SHORT TASK
Rewrite the lines from the one containing "# test: point to the wooden" through the last line, replacing every "black bear cub" with "young bear" and changing nothing else. Return only those lines.

- - - - -

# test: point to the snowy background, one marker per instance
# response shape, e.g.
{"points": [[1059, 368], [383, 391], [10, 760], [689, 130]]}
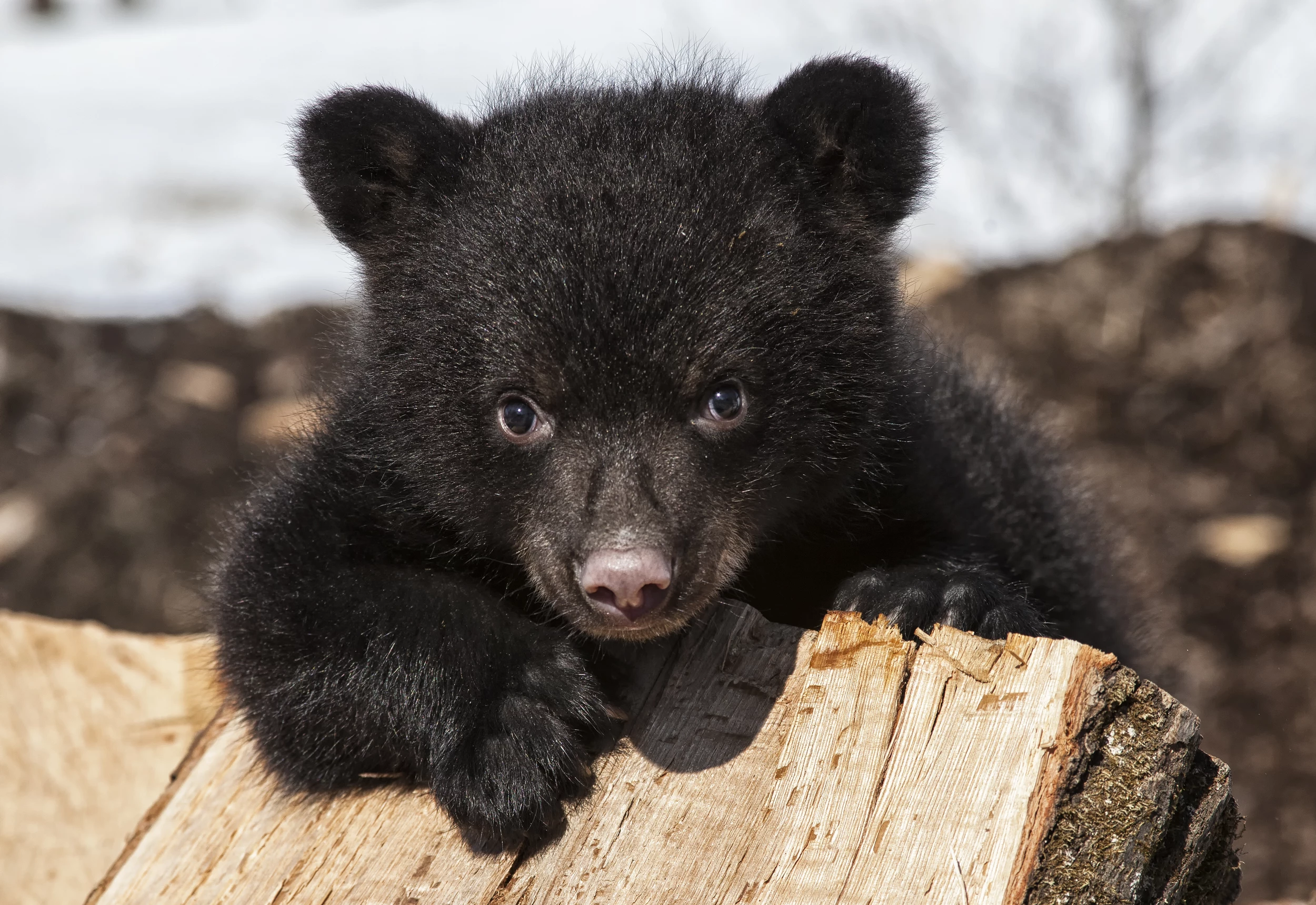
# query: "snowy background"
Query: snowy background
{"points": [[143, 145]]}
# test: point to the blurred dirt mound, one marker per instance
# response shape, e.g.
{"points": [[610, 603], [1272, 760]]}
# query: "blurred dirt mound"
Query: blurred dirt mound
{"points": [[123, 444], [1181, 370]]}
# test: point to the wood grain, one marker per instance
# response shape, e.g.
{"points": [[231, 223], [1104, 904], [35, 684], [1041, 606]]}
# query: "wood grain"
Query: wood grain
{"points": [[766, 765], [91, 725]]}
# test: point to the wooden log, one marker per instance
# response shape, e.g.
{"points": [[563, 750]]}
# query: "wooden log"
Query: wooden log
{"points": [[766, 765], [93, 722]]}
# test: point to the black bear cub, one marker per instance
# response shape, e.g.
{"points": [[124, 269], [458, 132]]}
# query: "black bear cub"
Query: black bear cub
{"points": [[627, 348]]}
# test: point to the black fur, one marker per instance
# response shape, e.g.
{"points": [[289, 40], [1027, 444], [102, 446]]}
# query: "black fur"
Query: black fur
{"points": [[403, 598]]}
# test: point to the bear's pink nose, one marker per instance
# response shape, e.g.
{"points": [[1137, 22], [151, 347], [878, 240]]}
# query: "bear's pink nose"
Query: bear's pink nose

- - - - -

ANSWER TO THIS PROBLEM
# test: point to the wooden log, one marker per instance
# response shape, e.g.
{"points": [[563, 750]]}
# query: "wooden log"
Query: wooden log
{"points": [[766, 765], [93, 722]]}
# test: point to the young bear, one marker per instance
# response shape, e.g.
{"points": [[124, 269], [458, 132]]}
# query: "young bear"
Query: young bear
{"points": [[627, 348]]}
# test: point to the black fur, one marker per instance
# response shape, e.g.
{"points": [[289, 40], [1027, 444], [102, 446]]}
# query: "black fur"
Query: black fur
{"points": [[403, 598]]}
# test: point to the bear's pink nose, one marker per instance
# response shape, e.g.
{"points": [[1137, 22], [151, 347], [878, 240]]}
# query: "bear's pink nose"
Query: bear's pink nose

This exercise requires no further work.